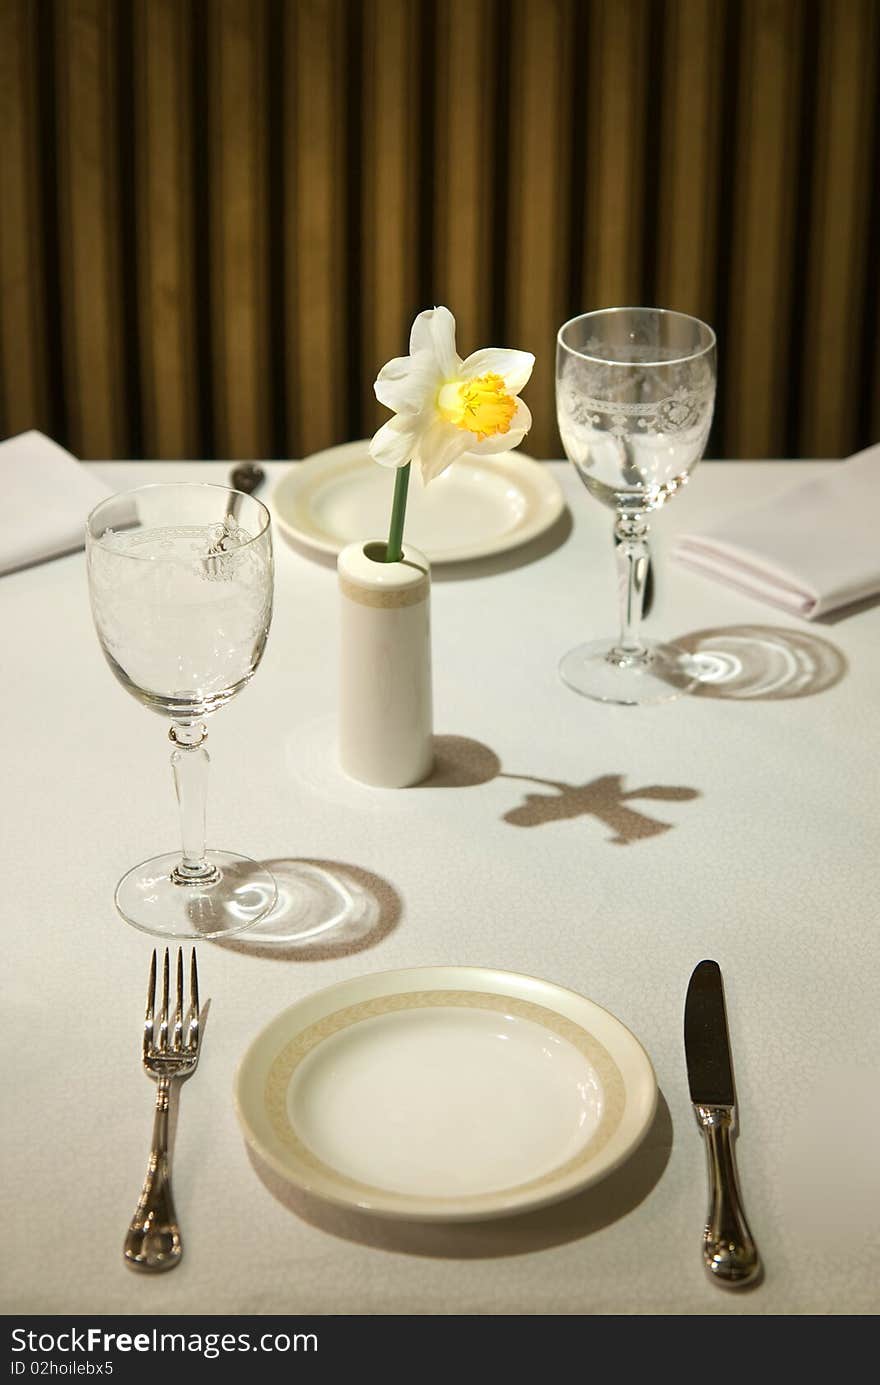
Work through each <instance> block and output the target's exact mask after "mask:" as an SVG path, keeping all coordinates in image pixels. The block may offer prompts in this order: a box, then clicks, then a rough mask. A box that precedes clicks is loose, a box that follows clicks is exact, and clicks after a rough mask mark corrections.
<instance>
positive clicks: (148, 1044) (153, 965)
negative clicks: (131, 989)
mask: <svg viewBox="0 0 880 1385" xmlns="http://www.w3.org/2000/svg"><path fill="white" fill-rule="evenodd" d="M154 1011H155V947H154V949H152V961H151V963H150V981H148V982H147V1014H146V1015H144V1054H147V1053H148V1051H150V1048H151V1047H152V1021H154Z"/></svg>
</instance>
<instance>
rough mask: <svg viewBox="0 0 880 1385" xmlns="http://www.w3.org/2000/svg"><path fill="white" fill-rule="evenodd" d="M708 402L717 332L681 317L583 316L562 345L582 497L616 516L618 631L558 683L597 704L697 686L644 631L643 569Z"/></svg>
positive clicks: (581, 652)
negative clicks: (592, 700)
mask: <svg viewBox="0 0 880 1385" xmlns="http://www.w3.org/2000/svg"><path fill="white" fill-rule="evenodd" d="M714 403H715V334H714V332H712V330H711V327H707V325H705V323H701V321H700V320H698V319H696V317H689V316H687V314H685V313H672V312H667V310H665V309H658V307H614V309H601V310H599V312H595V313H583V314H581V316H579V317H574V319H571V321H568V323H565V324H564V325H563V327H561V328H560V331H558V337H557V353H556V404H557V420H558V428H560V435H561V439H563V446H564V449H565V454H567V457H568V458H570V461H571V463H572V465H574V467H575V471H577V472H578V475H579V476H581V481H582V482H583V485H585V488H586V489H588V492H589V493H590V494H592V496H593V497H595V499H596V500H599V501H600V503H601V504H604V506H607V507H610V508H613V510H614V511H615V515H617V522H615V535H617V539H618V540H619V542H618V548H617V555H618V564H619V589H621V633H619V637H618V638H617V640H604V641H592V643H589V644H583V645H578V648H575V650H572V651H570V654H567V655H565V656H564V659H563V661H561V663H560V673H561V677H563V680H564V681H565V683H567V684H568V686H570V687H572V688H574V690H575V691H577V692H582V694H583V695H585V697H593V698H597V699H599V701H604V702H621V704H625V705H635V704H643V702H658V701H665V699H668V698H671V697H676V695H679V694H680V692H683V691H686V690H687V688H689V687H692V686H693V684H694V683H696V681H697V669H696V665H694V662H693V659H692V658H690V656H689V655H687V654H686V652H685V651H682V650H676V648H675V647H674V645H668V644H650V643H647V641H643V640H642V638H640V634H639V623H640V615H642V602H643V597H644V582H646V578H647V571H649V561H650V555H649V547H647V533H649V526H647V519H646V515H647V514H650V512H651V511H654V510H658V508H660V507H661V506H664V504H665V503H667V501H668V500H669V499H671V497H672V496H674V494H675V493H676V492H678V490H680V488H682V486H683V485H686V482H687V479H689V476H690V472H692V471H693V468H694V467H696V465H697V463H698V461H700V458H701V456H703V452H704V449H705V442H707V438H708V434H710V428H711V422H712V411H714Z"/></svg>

== == ==

■ **Exercise**
Exactly as written, reproduce all of the entries while dropping the pictures.

■ **Task result**
Work through each <instance> block and output the target's exact mask after "mask:" as an SVG path, keeping all coordinates in image pixels. The block may offer prompts in this order: a box, then clicks, then a rough mask. A box that precedes clicks is loose, a box that follows clicks is exact, and clicks after a rough mask mark corrections.
<instance>
positive clicks: (148, 1044) (153, 965)
negative clicks: (131, 989)
mask: <svg viewBox="0 0 880 1385" xmlns="http://www.w3.org/2000/svg"><path fill="white" fill-rule="evenodd" d="M154 1011H155V947H154V949H152V961H151V963H150V981H148V982H147V1014H146V1015H144V1054H147V1053H148V1051H150V1048H151V1047H152V1021H154Z"/></svg>
</instance>
<instance>
rough mask: <svg viewBox="0 0 880 1385" xmlns="http://www.w3.org/2000/svg"><path fill="white" fill-rule="evenodd" d="M708 402L717 332L681 317L583 316L562 345L582 497L616 516L618 631L558 683L597 704L697 686L644 631L643 569Z"/></svg>
positive clicks: (581, 652)
negative clicks: (592, 700)
mask: <svg viewBox="0 0 880 1385" xmlns="http://www.w3.org/2000/svg"><path fill="white" fill-rule="evenodd" d="M714 403H715V334H714V332H712V330H711V327H707V325H705V323H701V321H700V320H698V319H696V317H689V316H687V314H685V313H672V312H667V310H665V309H658V307H614V309H601V310H599V312H595V313H583V314H581V316H579V317H574V319H571V321H568V323H565V324H564V325H563V327H561V328H560V331H558V337H557V353H556V404H557V420H558V428H560V435H561V439H563V446H564V449H565V454H567V457H568V458H570V461H571V463H572V465H574V467H575V471H577V472H578V475H579V476H581V481H582V482H583V485H585V488H586V489H588V492H589V493H590V494H592V496H593V497H595V499H596V500H599V501H600V503H601V504H604V506H607V507H610V508H613V510H614V511H615V515H617V522H615V535H617V539H618V540H619V542H618V548H617V555H618V564H619V589H621V633H619V637H618V638H617V640H604V641H592V643H589V644H583V645H578V648H575V650H572V651H570V654H567V655H565V656H564V659H563V661H561V663H560V673H561V677H563V680H564V681H565V683H567V684H568V686H570V687H572V688H574V690H575V691H577V692H582V694H583V695H585V697H593V698H597V699H599V701H604V702H621V704H625V705H635V704H643V702H658V701H665V699H668V698H671V697H676V695H679V694H680V692H683V691H686V690H687V688H689V687H692V686H693V684H694V683H696V681H697V669H696V665H694V662H693V659H692V658H690V656H689V655H687V654H686V652H685V651H682V650H676V648H675V647H674V645H668V644H650V643H647V641H643V640H642V638H640V634H639V623H640V615H642V602H643V597H644V582H646V578H647V571H649V561H650V555H649V547H647V533H649V526H647V519H646V515H647V514H650V512H651V511H654V510H658V508H660V507H661V506H664V504H665V503H667V501H668V500H669V499H671V497H672V496H674V494H675V493H676V492H678V490H680V488H682V486H683V485H686V482H687V479H689V476H690V472H692V471H693V468H694V467H696V465H697V463H698V461H700V458H701V456H703V452H704V449H705V442H707V438H708V434H710V428H711V422H712V411H714Z"/></svg>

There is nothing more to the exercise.